Instructions to follow ::
In the records, each line holding "lightning" must be reported.

(Records for the task begins)

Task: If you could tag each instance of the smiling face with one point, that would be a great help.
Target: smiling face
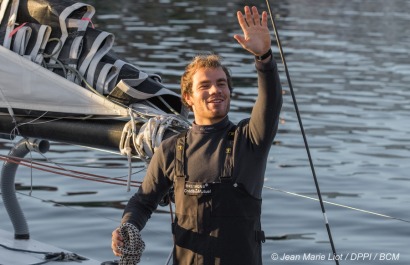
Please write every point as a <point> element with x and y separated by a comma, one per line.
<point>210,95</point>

(Records for the task ends)
(Records for the task begins)

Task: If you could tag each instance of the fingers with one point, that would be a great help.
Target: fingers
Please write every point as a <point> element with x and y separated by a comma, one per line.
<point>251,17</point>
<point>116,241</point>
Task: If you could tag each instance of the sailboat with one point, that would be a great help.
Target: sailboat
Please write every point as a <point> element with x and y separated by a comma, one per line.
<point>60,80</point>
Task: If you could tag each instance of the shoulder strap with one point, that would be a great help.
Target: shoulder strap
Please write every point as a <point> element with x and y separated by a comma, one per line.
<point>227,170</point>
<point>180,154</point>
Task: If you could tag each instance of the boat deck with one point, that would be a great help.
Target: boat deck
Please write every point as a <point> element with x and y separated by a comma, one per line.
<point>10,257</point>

(Records for the task ends)
(Records for the task begins)

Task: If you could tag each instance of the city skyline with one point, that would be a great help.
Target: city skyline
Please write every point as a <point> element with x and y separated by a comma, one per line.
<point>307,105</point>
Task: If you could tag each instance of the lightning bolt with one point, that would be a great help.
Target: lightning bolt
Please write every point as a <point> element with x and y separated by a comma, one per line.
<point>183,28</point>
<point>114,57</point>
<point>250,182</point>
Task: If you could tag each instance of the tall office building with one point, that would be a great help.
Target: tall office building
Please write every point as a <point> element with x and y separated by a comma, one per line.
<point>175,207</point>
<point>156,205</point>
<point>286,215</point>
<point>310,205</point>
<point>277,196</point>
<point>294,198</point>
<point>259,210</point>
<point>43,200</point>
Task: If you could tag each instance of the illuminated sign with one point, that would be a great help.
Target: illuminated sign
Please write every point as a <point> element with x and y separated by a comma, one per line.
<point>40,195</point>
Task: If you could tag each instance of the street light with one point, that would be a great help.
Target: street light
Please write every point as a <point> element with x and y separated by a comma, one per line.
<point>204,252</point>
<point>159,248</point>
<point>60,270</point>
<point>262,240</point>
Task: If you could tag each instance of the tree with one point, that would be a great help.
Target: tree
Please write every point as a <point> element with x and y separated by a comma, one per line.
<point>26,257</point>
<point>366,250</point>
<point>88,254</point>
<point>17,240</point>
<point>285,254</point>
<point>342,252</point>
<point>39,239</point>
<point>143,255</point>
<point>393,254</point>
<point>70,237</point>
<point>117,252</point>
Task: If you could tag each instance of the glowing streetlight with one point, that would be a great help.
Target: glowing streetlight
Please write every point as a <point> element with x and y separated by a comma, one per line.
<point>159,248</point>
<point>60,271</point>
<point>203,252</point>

(Records for the task ends)

Solution for this task ::
Task: If you could tag each instance of the lightning bolt with one point, that would be a great help.
Target: lightning bolt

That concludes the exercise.